本作の引力としてまず先に立つのが、途切れることのない緊張感とスリルだ。この点も前シーズンよりも大幅に増量されている。それはエスコバルの麻薬戦争に関わる勢力が増え、その関係が複雑化したことによる。シーズン1では、エスコバル率いている「メデジン・カルテル」の圧倒的な強さが目立ったが、シーズン2では、エスコバルにとって様々な脅威が台頭してくる。引き続き、エスコバル逮捕に向け協力関係にあるコロンビア政府とアメリカ麻薬取締局(DEA)の連合軍が最大勢力として彼を追いかけるが、コロンビア政府はエスコバルが唯一恐れる男「カリージョ大佐」を国外から呼び戻し、もう一方のアメリカ政府は国内での麻薬問題の深刻化に伴い、新たな人材と最先端のテクノロジーを提供する。前シーズンから再登場となるカリージョ大佐が相変わらずカッコいい。彼を突き動かすのは正義感ではなく復讐心だ。恐怖は恐怖をもって返す、ルール無用な戦いをエスコバルに仕掛け、その迫力に圧倒される。また、シーズン1でエスコバルによって身内や仲間を殺された別カルテルの一派が彼の暗殺を目論み、「メデジン・カルテル」と共存関係にあった、もう1つの最大勢力「カリ・カルテル」と手を組むことになる(この辺の関係は複雑)。そして、極めつけは、共産主義ゲリラをジャングルで一掃していた残虐武闘派組織が、自警団「ロス・ペペス」として発展し、ターゲットをエスコバルに変え、彼の息がかかった組織の人間たちを次々と抹殺していく。

資料:
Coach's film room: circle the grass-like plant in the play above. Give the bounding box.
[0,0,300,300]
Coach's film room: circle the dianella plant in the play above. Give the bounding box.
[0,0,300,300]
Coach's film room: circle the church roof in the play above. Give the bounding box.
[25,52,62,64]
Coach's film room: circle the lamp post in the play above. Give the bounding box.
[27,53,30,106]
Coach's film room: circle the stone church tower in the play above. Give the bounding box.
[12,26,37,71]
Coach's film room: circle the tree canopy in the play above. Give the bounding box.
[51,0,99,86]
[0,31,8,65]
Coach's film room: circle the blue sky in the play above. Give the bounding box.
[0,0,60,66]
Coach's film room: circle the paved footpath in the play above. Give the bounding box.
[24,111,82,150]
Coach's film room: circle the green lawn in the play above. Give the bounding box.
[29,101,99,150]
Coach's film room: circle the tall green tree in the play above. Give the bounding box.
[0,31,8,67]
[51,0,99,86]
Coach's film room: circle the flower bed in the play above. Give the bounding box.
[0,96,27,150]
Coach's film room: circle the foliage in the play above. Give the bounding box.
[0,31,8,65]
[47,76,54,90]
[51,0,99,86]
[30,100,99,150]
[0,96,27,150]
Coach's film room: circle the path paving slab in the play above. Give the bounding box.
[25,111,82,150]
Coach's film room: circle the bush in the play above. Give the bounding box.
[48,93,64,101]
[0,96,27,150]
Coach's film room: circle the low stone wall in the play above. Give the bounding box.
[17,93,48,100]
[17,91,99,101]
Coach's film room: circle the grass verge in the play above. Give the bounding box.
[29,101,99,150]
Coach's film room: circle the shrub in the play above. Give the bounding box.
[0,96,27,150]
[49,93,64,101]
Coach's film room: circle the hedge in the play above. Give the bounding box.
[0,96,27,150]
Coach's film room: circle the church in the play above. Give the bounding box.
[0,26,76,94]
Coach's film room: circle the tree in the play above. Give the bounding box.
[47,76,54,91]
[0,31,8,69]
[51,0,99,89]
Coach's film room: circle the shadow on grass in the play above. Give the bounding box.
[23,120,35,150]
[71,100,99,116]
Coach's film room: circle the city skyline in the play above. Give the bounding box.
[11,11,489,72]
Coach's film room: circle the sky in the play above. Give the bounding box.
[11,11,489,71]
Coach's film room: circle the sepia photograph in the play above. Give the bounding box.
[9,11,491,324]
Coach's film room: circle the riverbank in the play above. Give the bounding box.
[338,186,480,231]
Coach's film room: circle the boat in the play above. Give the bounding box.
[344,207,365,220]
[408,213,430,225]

課題:
読解文の中でかぎかっこ「」に入っている名称を、重複を除いてすべて書き出せ。 資料は読解文とは別個のものである。

解答:
メデジン・カルテル、カリージョ大佐、カリ・カルテル、ロス・ペペス